> **SUPPLIED MATERIAL**
======
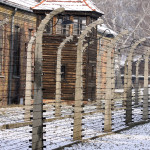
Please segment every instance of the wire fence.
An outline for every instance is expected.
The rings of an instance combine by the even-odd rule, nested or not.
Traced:
[[[149,120],[147,38],[124,48],[126,30],[95,34],[102,20],[66,37],[43,34],[52,14],[36,33],[0,16],[0,149],[57,149]]]

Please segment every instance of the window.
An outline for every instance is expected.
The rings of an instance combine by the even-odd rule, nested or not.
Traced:
[[[92,73],[91,73],[91,79],[94,79],[94,75],[95,75],[95,66],[92,66]]]
[[[86,27],[86,17],[74,17],[74,35],[81,34]]]
[[[14,32],[13,75],[20,75],[20,28],[18,26],[15,26]]]
[[[61,79],[65,80],[66,78],[66,66],[62,65],[61,66]]]
[[[45,33],[49,33],[49,34],[52,34],[53,33],[53,19],[51,19],[46,27],[45,27]]]
[[[62,25],[61,23],[65,20],[69,20],[69,16],[58,16],[56,25],[56,34],[69,35],[69,25]]]
[[[2,62],[3,62],[3,26],[0,26],[0,75],[2,74]]]
[[[32,32],[33,32],[33,29],[28,29],[28,37],[29,37],[29,41],[30,41],[30,39],[31,39]]]

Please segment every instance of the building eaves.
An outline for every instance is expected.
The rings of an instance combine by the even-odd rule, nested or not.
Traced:
[[[31,7],[37,4],[37,2],[35,2],[34,0],[30,0],[29,2],[27,0],[0,0],[0,3],[10,7],[15,7],[21,10],[25,10],[28,12],[33,12]]]
[[[104,14],[91,0],[42,0],[39,4],[32,7],[32,9],[54,10],[60,7],[64,7],[66,11],[89,11],[101,15]]]

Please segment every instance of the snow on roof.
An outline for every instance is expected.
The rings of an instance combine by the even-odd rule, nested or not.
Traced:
======
> **GOAL**
Please recast the entries above as one numbered list with one line per item, dropping the blank lines and leaving the picture out of your answer.

> **WORKED SOLUTION**
1. Please segment every instance of the wire fence.
2. An outline for every instance is expected.
3. The rings of an instance combine by the even-odd rule, nested or not.
4. Traced:
5. [[[149,120],[147,38],[124,48],[126,30],[95,34],[102,20],[66,37],[43,34],[52,14],[36,33],[0,16],[0,149],[57,149]]]
6. Please segment every instance of the window.
7. An outline for every instance is expected.
8. The rings of an instance combine by the even-odd rule, nested or not.
9. Traced:
10. [[[92,73],[91,73],[91,79],[94,79],[94,75],[95,75],[95,66],[92,66]]]
11. [[[86,27],[86,17],[74,17],[74,35],[81,34]]]
12. [[[14,32],[13,75],[20,75],[20,28],[18,26],[15,26]]]
13. [[[61,79],[65,80],[66,78],[66,66],[62,65],[61,66]]]
14. [[[45,33],[49,33],[49,34],[52,34],[53,33],[53,19],[51,19],[46,27],[45,27]]]
15. [[[62,25],[61,23],[65,20],[69,20],[69,16],[58,16],[56,25],[56,34],[69,35],[69,25]]]
16. [[[2,62],[3,62],[3,26],[0,26],[0,75],[2,74]]]
17. [[[32,32],[33,32],[33,29],[28,29],[28,37],[29,37],[29,41],[30,41],[30,39],[31,39]]]
18. Please segment every instance of the building eaves.
19. An outline for every instance is expected.
20. The rings of an instance combine by the even-odd rule, nested or not.
21. Traced:
22. [[[31,7],[37,4],[37,2],[35,2],[34,0],[30,0],[29,2],[27,0],[0,0],[0,3],[10,7],[15,7],[21,10],[25,10],[28,12],[33,12]]]
23. [[[104,14],[91,0],[42,0],[39,4],[32,7],[32,9],[54,10],[60,7],[64,7],[66,11],[89,11],[101,15]]]
24. Please segment every instance of the snow on roof.
25. An outline for every instance is expected.
26. The rings of an instance combine by the even-odd rule, nested or not.
27. Traced:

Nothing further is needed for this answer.